In Re Whisenton
In Re Whisenton
Opinion
ORDER
Upon consideration of the debtor’s motion to avoid preferential transfer, and of the record of this case, the Court finds and concludes as follows:
1. Pursuant to a voluntary agreement for wage allotment between the debtor and the creditor HUD Federal Credit Union (“the Credit Union”), the debtor’s employer *469 transferred to the Credit Union the sum of $25.00 per month during the period from October 29, 1983 through March 14, 1984.
2. The debtor filed her Chapter 7 bankruptcy petition on January 27, 1984.
3. Subsection 522(h) limits the debtor’s right of avoidance “to the extent that the debtor could have exempted such property under subsection (g)(1)” of § 522 of the Bankruptcy Code. That subsection in turn provides that the debtor may exempt property recovered by the trustee only if the transfer of that property “was not a voluntary transfer of such property by the debt- or...” 11 U.S.C. § 522(g)(1)(A). In this case the pre-petition transfers were all voluntary; hence they could not be exempted; and therefore they cannot be avoided by the debtor.

Data provided:
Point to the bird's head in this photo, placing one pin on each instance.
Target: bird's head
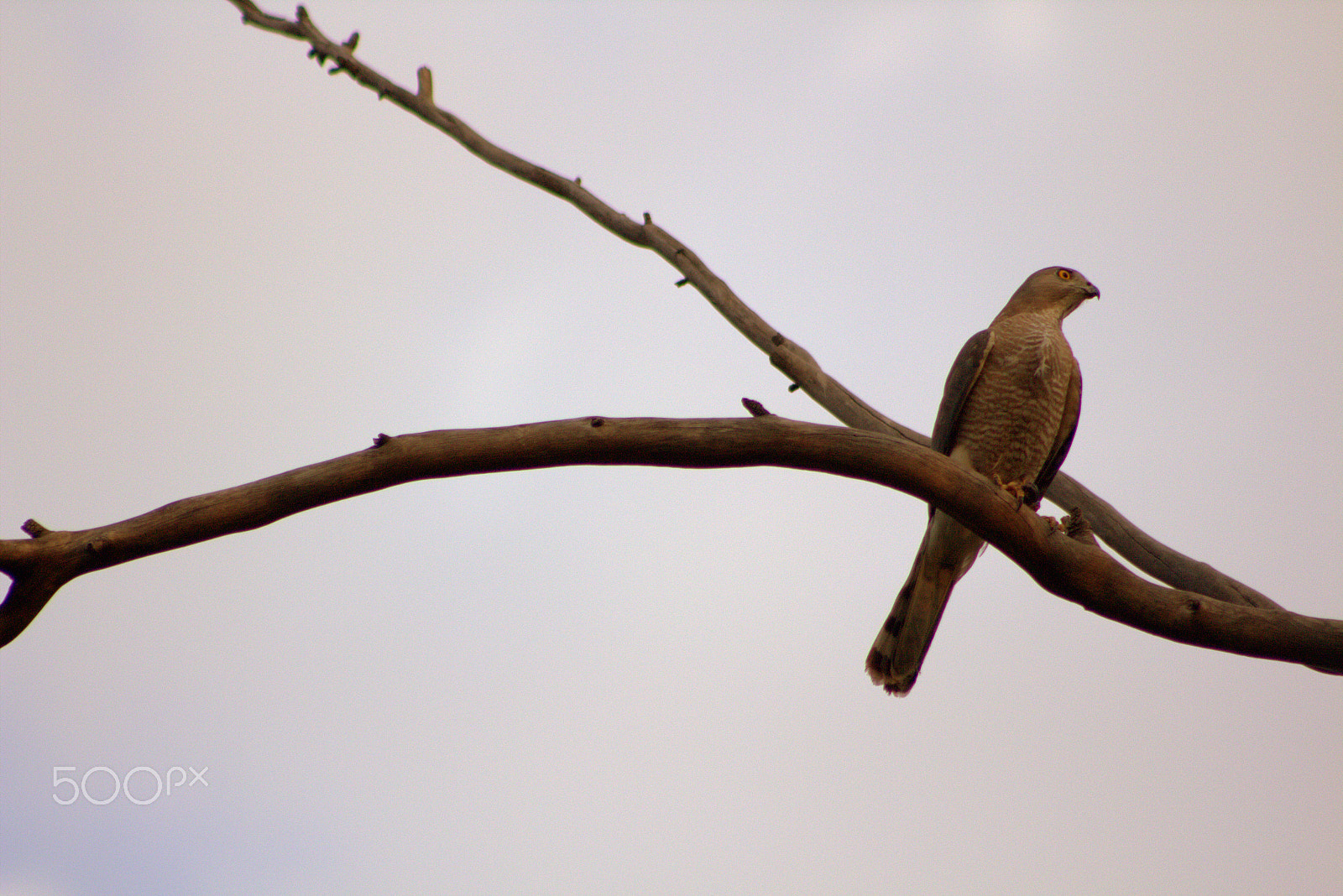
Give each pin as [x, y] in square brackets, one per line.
[1053, 289]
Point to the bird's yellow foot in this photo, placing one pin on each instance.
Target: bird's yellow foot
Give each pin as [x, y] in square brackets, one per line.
[1016, 488]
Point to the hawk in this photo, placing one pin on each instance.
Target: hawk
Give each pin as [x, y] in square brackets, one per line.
[1009, 411]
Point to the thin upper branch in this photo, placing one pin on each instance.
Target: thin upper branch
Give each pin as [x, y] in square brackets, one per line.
[1132, 544]
[1069, 566]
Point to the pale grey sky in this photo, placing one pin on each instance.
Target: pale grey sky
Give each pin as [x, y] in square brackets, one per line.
[218, 263]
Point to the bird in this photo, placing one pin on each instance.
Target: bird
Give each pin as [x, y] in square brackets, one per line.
[1009, 411]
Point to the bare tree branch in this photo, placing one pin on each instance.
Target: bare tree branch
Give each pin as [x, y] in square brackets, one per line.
[1132, 544]
[1068, 565]
[1240, 620]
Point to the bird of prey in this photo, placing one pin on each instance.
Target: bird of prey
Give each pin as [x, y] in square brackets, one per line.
[1009, 411]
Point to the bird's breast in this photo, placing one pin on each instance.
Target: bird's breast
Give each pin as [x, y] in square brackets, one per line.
[1016, 408]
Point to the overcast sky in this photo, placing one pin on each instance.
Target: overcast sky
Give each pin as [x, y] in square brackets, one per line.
[218, 263]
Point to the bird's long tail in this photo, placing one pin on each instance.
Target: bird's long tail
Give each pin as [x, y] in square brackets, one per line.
[900, 647]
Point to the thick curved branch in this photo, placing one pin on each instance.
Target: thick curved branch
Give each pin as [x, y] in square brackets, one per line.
[1069, 566]
[1134, 544]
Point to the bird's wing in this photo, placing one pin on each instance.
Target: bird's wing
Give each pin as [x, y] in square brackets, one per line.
[1067, 430]
[964, 373]
[964, 376]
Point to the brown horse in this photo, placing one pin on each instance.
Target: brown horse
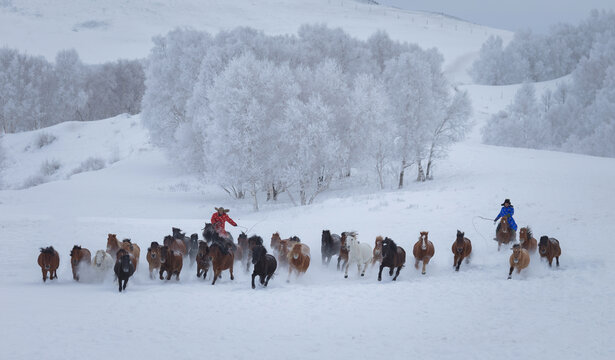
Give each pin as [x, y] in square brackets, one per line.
[423, 251]
[527, 240]
[393, 256]
[170, 261]
[504, 233]
[153, 258]
[202, 259]
[175, 245]
[377, 250]
[113, 245]
[221, 259]
[343, 256]
[549, 248]
[49, 261]
[462, 248]
[519, 259]
[298, 259]
[77, 256]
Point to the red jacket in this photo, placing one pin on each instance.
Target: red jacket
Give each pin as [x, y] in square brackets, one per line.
[219, 220]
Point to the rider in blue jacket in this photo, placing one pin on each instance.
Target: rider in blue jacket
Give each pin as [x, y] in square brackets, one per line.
[507, 210]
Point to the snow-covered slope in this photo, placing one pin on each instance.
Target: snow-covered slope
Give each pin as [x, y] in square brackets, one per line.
[103, 30]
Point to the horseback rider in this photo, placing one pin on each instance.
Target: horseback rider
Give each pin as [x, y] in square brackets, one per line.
[219, 218]
[507, 210]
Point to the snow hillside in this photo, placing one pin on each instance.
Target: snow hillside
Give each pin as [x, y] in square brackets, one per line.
[143, 195]
[123, 29]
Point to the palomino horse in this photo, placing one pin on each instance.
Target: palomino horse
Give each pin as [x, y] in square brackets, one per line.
[298, 258]
[519, 259]
[504, 233]
[377, 250]
[49, 261]
[393, 256]
[221, 259]
[171, 261]
[175, 245]
[264, 265]
[462, 248]
[358, 252]
[526, 239]
[124, 268]
[329, 245]
[202, 259]
[423, 251]
[113, 246]
[77, 256]
[153, 258]
[549, 248]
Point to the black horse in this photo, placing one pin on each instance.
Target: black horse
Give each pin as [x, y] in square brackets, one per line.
[393, 256]
[329, 246]
[264, 265]
[124, 268]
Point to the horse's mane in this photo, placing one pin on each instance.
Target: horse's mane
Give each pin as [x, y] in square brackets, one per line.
[48, 250]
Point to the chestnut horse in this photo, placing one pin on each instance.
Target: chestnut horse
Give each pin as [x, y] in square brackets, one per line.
[393, 256]
[526, 239]
[329, 245]
[423, 251]
[175, 245]
[504, 233]
[202, 259]
[221, 259]
[124, 268]
[377, 250]
[153, 258]
[113, 245]
[264, 265]
[462, 248]
[549, 248]
[519, 259]
[77, 256]
[171, 261]
[49, 261]
[298, 259]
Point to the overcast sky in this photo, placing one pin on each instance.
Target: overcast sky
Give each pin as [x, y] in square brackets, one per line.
[536, 15]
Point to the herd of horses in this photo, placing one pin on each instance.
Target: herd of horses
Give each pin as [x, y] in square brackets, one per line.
[220, 253]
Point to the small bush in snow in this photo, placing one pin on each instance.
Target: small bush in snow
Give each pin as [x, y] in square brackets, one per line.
[50, 167]
[90, 164]
[44, 139]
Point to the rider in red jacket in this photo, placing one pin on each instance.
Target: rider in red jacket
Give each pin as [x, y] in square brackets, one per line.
[219, 218]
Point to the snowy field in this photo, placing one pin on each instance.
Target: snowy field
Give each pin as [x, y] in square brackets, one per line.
[138, 193]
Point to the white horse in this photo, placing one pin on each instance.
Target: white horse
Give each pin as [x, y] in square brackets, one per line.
[359, 253]
[102, 264]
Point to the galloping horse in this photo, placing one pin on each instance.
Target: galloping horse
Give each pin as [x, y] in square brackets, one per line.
[49, 261]
[393, 256]
[527, 240]
[519, 259]
[329, 246]
[549, 248]
[264, 265]
[359, 253]
[505, 233]
[462, 248]
[77, 256]
[423, 251]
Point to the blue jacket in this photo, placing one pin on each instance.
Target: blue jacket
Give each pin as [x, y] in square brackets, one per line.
[510, 211]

Problems and tasks:
1) In the bankruptcy order, how much did the debtor's employer transfer to the Credit Union each month?
2) Carry the bankruptcy order forward from its final sentence.

Responses for each task:
1) $25.00 per month.

2)
4. In view of the automatic stay (11 U.S.C. § 362), the filing of the petition may be regarded as terminating the voluntary nature of wage allotment payroll deductions. Therefore, as to the post-petition payroll deductions, the debtor has met the requirement of involuntariness. However, post-petition earnings of the debtor in a Chapter 7 case, unlike a Chapter 13 case, are not property of the estate. Compare 11 U.S.C. §§ 541 and 1306. And compare In re Shepherd, 12 B.R. 151, 7 B.C.D. 956 (D.C.E.D.Pa. 1981), discussing the differences between Chapter 7 and 13 and holding that post-petition payroll deductions paid to a credit union may be avoided and exempted by a Chapter 13 debtor because the debtor’s post-petition earnings are property of the Chapter 13 estate. In this Chapter 7 case, the post-petition earnings are not property of the estate; therefore the transfers from those earnings to the credit union are not “avoidable by the trustee,” as the explicit language of § 522(h) requires them to be before they can be avoided by the debtor; and hence the debt- or cannot avoid those transfers.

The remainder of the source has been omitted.